*ENTRIES SUPPLIED*:
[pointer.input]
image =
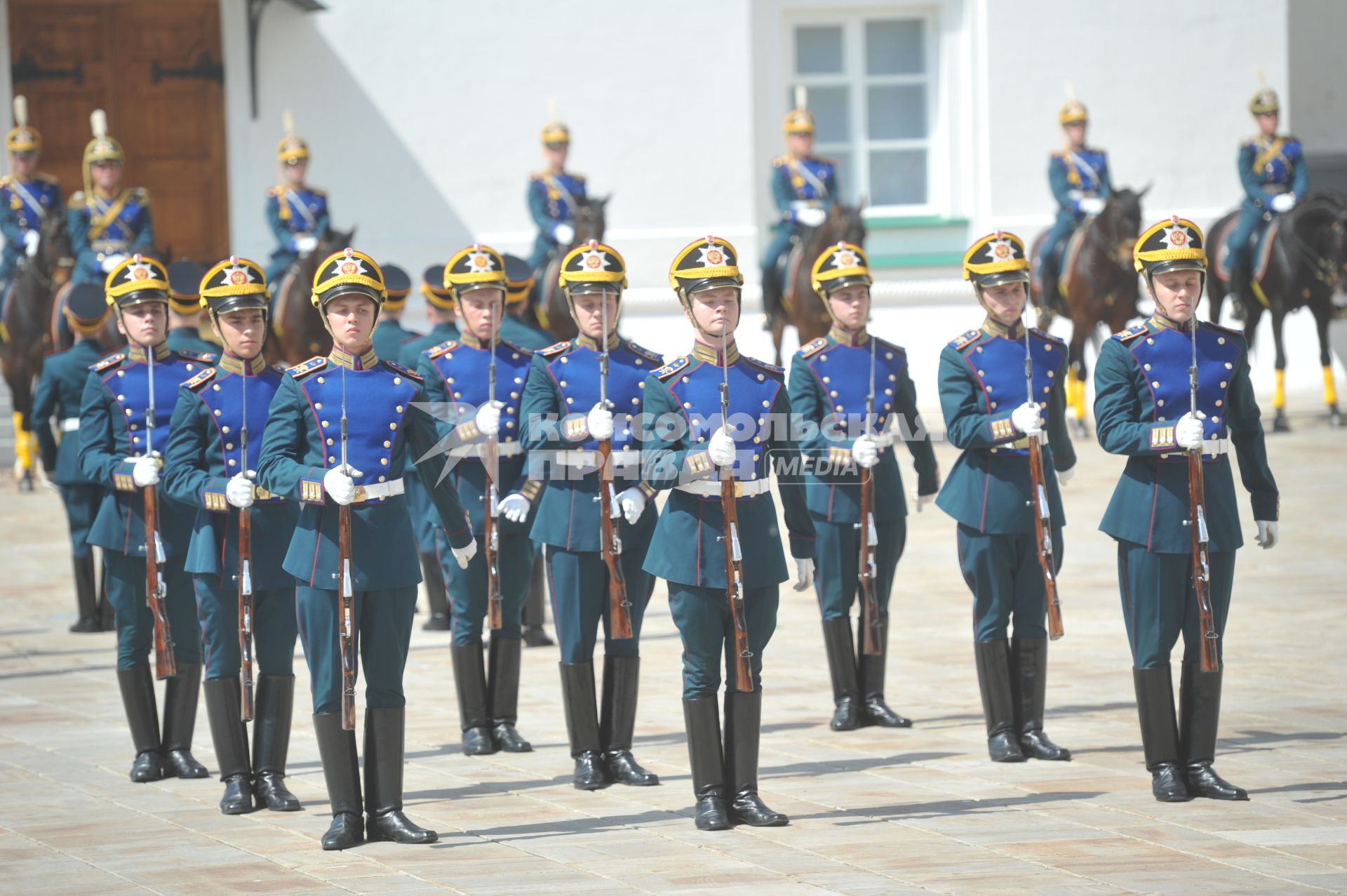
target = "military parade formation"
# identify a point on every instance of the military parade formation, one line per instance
(241, 506)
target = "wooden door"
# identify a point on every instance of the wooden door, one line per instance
(155, 67)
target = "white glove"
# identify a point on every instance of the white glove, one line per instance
(721, 448)
(146, 471)
(239, 492)
(1268, 534)
(489, 418)
(340, 484)
(515, 507)
(1188, 432)
(600, 422)
(632, 503)
(1026, 418)
(803, 575)
(465, 554)
(865, 452)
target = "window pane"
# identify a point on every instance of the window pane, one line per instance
(897, 177)
(894, 46)
(818, 51)
(831, 119)
(896, 112)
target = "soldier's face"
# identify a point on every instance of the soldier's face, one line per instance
(1005, 302)
(481, 312)
(23, 165)
(241, 332)
(351, 320)
(107, 175)
(802, 143)
(717, 312)
(850, 305)
(146, 323)
(589, 313)
(1177, 294)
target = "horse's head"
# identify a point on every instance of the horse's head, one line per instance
(589, 219)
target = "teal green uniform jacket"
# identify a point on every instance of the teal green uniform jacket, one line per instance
(981, 383)
(682, 410)
(205, 452)
(1141, 389)
(829, 387)
(388, 430)
(60, 392)
(114, 417)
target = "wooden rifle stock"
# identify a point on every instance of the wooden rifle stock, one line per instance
(619, 608)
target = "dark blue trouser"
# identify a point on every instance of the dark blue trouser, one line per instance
(578, 584)
(1159, 603)
(1241, 239)
(1007, 581)
(135, 624)
(275, 628)
(468, 589)
(383, 622)
(81, 504)
(704, 622)
(838, 566)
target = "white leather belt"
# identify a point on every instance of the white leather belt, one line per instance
(379, 490)
(587, 457)
(711, 488)
(503, 449)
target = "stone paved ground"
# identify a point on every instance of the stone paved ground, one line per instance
(872, 811)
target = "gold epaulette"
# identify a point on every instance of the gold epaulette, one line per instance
(307, 367)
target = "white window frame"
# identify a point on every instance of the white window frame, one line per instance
(856, 178)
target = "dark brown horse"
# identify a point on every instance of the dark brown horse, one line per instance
(550, 309)
(1098, 285)
(26, 314)
(800, 305)
(297, 328)
(1304, 267)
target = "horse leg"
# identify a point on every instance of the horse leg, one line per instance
(1326, 360)
(1279, 396)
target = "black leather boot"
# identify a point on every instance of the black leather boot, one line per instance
(993, 660)
(742, 729)
(384, 749)
(341, 771)
(872, 667)
(1199, 713)
(1031, 660)
(1159, 733)
(503, 686)
(436, 594)
(617, 724)
(471, 683)
(86, 599)
(231, 740)
(702, 721)
(846, 690)
(138, 698)
(582, 726)
(271, 742)
(534, 608)
(181, 694)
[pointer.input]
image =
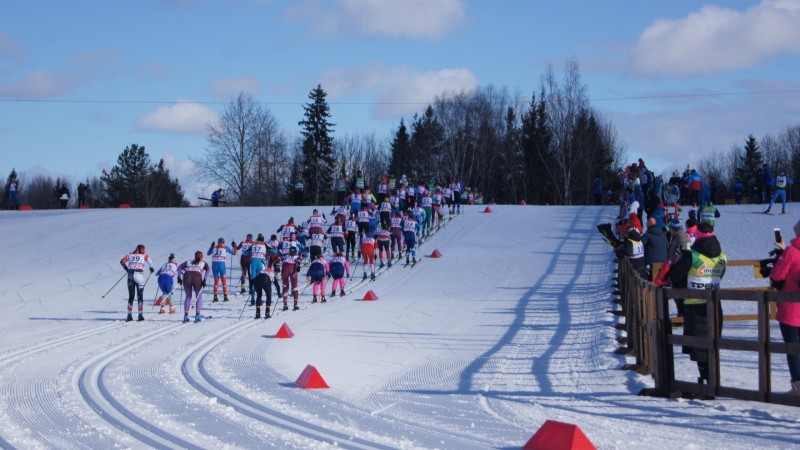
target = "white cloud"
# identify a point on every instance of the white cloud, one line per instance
(430, 19)
(398, 90)
(229, 88)
(38, 85)
(716, 39)
(182, 117)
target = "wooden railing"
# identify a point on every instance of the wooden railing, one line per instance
(648, 327)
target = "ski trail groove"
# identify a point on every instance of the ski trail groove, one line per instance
(93, 389)
(195, 372)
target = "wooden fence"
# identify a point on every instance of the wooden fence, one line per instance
(648, 328)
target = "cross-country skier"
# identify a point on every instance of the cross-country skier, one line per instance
(166, 279)
(384, 238)
(289, 270)
(317, 273)
(246, 248)
(338, 268)
(397, 234)
(218, 256)
(368, 252)
(134, 263)
(287, 229)
(351, 228)
(192, 275)
(410, 230)
(337, 232)
(262, 277)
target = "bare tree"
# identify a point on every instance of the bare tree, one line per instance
(234, 144)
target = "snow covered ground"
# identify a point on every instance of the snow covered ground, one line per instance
(476, 349)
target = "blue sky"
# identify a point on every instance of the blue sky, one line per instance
(80, 80)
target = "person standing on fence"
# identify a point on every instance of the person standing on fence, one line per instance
(786, 273)
(701, 269)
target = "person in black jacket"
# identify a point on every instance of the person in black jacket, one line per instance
(656, 244)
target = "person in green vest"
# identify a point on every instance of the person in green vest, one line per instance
(701, 269)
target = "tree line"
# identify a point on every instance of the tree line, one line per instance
(543, 149)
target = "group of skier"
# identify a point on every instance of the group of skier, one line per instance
(363, 231)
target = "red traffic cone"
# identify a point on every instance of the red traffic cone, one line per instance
(284, 333)
(555, 435)
(311, 379)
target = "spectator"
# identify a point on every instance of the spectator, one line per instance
(701, 269)
(655, 244)
(786, 275)
(63, 196)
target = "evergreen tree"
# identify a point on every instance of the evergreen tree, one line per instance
(400, 151)
(317, 147)
(138, 183)
(750, 164)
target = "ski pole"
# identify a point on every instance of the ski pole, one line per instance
(115, 285)
(158, 288)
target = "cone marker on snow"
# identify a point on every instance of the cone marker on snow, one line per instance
(311, 379)
(285, 332)
(555, 435)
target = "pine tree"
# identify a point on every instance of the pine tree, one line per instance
(400, 151)
(750, 164)
(319, 164)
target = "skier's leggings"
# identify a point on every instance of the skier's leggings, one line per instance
(351, 243)
(262, 283)
(135, 289)
(338, 282)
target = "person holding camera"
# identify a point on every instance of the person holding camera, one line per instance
(785, 275)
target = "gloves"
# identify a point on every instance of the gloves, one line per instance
(776, 252)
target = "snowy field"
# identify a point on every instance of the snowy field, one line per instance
(473, 350)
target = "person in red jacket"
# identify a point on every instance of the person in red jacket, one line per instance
(787, 272)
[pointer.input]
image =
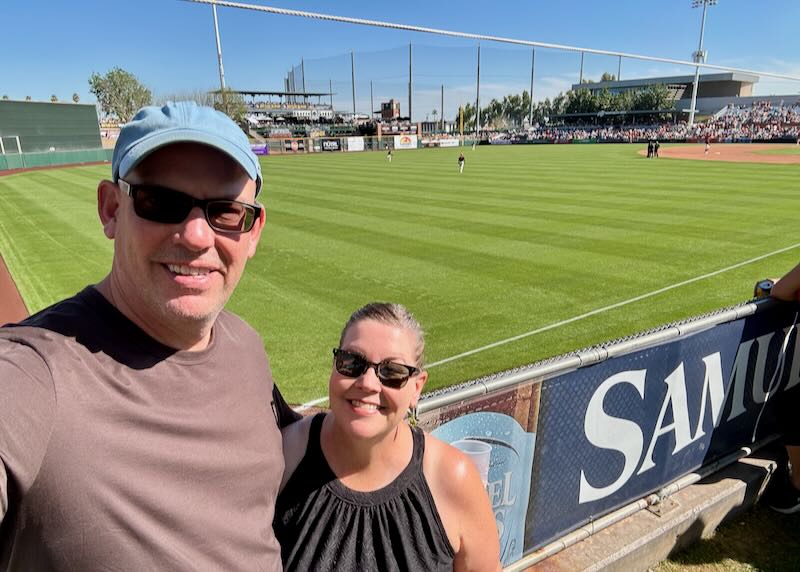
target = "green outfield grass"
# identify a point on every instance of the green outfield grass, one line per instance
(527, 237)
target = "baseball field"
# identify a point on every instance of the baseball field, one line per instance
(532, 252)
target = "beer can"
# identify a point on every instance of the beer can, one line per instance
(763, 288)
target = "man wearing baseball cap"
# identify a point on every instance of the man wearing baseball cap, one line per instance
(139, 423)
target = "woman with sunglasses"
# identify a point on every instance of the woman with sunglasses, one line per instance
(362, 489)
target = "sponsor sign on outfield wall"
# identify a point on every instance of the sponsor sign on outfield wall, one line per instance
(331, 145)
(405, 141)
(355, 143)
(610, 433)
(294, 145)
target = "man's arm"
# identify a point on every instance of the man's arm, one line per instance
(3, 492)
(27, 411)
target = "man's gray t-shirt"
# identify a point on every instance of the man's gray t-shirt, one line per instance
(123, 454)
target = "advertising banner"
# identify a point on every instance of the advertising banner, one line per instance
(582, 443)
(355, 143)
(331, 145)
(405, 141)
(448, 142)
(503, 453)
(294, 145)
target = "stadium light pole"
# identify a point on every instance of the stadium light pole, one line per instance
(441, 115)
(410, 85)
(699, 56)
(530, 107)
(219, 51)
(353, 80)
(478, 98)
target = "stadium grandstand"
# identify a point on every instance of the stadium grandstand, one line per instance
(760, 121)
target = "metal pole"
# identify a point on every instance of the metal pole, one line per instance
(219, 51)
(533, 63)
(303, 73)
(698, 58)
(353, 80)
(478, 98)
(410, 85)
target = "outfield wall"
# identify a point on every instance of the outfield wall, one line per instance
(570, 440)
(53, 158)
(41, 126)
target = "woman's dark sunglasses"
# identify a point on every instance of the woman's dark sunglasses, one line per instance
(161, 204)
(390, 373)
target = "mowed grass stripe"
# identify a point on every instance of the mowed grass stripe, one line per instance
(526, 237)
(55, 210)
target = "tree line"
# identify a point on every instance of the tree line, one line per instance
(120, 95)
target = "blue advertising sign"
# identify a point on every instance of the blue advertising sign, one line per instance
(615, 431)
(503, 453)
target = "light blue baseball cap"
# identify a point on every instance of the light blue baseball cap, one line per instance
(155, 127)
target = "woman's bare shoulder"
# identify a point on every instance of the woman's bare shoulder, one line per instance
(295, 442)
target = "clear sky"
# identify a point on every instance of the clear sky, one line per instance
(52, 46)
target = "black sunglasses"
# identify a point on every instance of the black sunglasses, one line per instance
(168, 206)
(390, 373)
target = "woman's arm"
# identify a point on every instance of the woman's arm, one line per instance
(295, 441)
(464, 507)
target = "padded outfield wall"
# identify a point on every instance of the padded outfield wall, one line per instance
(36, 133)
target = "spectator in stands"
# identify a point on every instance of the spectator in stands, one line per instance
(785, 495)
(139, 423)
(364, 489)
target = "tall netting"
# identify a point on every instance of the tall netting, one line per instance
(445, 77)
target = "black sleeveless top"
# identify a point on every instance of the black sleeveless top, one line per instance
(323, 525)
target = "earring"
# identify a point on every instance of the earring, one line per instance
(413, 418)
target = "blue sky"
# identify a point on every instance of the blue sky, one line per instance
(52, 46)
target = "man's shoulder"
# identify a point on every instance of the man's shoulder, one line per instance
(65, 318)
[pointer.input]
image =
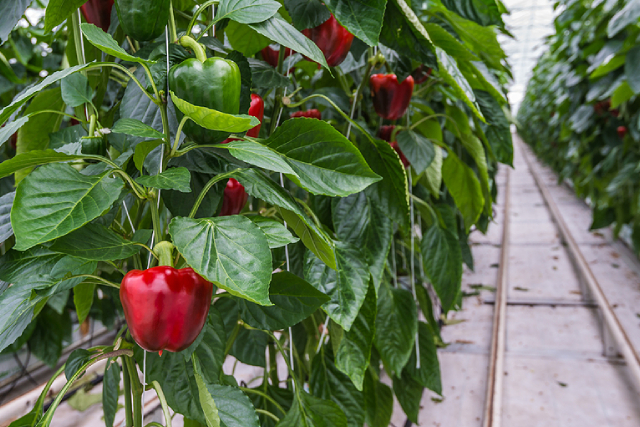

*TASK DESCRIPTION*:
Find each line in the rows above that contains the word "gloves" and copy those lines out. Case counts.

*TASK SOLUTION*:
target = "gloves"
# identify a point on every instance of the gloves, one line per instance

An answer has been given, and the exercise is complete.